▸ DATASET ENTRIES:

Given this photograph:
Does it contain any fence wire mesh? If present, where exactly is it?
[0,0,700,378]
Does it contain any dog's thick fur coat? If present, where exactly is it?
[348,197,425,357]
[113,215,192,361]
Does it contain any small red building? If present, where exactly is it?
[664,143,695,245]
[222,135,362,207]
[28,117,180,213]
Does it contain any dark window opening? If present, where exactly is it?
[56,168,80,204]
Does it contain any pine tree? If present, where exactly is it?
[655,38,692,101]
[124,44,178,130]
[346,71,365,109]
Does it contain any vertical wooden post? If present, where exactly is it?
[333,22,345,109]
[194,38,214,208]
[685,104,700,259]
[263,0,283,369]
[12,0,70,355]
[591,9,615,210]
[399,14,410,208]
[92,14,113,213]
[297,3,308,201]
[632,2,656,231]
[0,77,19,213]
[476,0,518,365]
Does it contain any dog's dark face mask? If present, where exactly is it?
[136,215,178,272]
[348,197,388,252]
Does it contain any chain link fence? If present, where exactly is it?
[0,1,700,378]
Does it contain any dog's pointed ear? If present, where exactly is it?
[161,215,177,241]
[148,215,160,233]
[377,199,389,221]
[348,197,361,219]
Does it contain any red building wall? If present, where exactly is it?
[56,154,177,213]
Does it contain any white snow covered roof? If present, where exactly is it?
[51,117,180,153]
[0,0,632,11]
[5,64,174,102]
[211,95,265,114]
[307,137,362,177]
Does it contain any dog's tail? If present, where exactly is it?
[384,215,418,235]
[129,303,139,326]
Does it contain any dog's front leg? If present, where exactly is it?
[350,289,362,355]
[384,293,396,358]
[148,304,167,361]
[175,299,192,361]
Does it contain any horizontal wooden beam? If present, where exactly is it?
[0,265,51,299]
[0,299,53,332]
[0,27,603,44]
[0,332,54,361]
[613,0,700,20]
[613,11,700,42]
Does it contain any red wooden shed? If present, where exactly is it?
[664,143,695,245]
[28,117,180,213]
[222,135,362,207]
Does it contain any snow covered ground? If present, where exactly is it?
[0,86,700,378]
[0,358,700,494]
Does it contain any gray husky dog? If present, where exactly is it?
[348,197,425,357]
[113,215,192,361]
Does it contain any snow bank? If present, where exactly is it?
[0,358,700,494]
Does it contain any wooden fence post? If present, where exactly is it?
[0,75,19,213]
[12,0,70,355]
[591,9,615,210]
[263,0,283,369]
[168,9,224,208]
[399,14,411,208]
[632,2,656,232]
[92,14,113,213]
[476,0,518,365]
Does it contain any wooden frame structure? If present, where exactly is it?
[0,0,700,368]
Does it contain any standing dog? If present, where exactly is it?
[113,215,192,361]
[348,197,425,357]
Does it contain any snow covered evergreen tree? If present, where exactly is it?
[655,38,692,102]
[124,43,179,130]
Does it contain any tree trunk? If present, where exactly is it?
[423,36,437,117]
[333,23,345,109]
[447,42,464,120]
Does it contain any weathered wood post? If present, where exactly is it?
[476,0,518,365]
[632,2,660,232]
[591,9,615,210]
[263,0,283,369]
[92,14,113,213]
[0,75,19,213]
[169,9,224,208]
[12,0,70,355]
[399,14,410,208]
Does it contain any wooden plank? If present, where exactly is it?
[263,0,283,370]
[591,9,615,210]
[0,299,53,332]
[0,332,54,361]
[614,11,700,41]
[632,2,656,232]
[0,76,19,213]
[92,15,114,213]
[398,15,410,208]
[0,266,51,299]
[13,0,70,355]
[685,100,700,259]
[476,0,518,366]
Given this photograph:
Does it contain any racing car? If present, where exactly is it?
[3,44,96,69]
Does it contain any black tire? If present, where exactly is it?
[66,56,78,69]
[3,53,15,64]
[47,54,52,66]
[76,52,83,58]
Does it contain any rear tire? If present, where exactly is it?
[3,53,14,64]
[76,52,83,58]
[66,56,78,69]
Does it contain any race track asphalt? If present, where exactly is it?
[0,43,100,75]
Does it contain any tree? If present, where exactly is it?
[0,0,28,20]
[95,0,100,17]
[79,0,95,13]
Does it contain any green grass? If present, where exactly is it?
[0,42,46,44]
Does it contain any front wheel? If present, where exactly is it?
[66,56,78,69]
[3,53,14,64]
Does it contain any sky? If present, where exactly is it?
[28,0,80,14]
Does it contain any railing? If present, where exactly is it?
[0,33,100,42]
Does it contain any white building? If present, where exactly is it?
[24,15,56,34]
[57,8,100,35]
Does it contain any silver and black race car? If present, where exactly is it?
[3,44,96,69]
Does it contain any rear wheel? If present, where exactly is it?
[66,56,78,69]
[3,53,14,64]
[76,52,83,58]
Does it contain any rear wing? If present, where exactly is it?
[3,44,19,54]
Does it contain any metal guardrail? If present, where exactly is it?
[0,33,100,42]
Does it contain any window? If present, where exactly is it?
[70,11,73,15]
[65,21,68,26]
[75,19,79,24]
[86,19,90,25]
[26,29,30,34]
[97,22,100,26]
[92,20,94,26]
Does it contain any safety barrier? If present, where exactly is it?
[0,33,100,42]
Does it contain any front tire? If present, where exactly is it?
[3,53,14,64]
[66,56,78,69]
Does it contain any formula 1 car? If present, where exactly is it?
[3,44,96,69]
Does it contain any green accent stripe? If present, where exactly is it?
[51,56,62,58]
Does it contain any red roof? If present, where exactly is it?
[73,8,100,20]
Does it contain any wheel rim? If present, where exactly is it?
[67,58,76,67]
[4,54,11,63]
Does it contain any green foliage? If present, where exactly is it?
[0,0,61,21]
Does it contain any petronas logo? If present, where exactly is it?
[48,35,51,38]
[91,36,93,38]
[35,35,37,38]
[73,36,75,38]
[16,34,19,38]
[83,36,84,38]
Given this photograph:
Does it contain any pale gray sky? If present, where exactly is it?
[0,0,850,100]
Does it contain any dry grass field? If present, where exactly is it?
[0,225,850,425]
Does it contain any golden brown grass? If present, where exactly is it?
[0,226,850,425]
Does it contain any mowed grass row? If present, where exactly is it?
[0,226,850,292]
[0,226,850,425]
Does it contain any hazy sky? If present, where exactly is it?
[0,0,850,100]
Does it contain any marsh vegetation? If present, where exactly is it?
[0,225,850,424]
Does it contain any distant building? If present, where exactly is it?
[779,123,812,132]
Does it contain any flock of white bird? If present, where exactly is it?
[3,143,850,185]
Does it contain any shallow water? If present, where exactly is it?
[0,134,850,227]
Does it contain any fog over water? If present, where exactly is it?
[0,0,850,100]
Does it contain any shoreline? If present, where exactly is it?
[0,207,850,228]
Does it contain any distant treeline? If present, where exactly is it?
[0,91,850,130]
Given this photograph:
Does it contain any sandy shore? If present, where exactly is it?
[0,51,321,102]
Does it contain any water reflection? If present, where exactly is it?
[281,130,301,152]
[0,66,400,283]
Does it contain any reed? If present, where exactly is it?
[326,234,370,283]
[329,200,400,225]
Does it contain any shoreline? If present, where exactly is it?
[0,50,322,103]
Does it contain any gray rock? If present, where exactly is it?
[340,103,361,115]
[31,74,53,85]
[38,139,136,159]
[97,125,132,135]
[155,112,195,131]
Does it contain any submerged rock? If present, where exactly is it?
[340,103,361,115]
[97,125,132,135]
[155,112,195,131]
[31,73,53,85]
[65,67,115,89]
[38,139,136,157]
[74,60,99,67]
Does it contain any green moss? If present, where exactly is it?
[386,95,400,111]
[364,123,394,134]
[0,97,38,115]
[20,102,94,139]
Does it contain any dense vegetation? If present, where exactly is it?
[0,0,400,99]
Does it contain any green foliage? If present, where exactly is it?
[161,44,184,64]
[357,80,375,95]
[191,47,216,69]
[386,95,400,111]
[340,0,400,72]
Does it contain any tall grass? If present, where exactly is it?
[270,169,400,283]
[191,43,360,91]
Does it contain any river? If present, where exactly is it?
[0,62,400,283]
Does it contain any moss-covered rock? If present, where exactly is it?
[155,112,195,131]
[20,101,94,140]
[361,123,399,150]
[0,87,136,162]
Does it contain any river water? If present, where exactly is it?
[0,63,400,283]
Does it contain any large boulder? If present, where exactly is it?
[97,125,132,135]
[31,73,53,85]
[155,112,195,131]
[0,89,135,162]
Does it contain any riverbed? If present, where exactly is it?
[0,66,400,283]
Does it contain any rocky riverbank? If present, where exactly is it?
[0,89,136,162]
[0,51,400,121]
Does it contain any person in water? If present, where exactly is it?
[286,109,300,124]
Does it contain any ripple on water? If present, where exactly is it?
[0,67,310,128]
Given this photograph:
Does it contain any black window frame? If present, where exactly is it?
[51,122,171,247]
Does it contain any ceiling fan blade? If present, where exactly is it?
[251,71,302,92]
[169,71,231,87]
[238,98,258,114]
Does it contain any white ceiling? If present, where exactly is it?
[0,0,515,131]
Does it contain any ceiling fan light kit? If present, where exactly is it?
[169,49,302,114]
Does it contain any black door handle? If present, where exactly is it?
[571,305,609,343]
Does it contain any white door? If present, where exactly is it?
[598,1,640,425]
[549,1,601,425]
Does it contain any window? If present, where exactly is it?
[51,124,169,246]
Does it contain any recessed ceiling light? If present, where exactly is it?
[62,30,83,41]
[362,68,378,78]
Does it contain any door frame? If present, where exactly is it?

▸ THE TASK: Extract every line of the data above that contains the string "snow".

▸ RESPONSE TO THE TASK:
Does it contain any white snow covered roof? If present, where exactly is it?
Does it contain any snow covered ground? If present, where exactly is it?
Does it contain any snow bank? If present, where exactly is it?
Does it contain any snow covered evergreen tree? If present, where exactly is it?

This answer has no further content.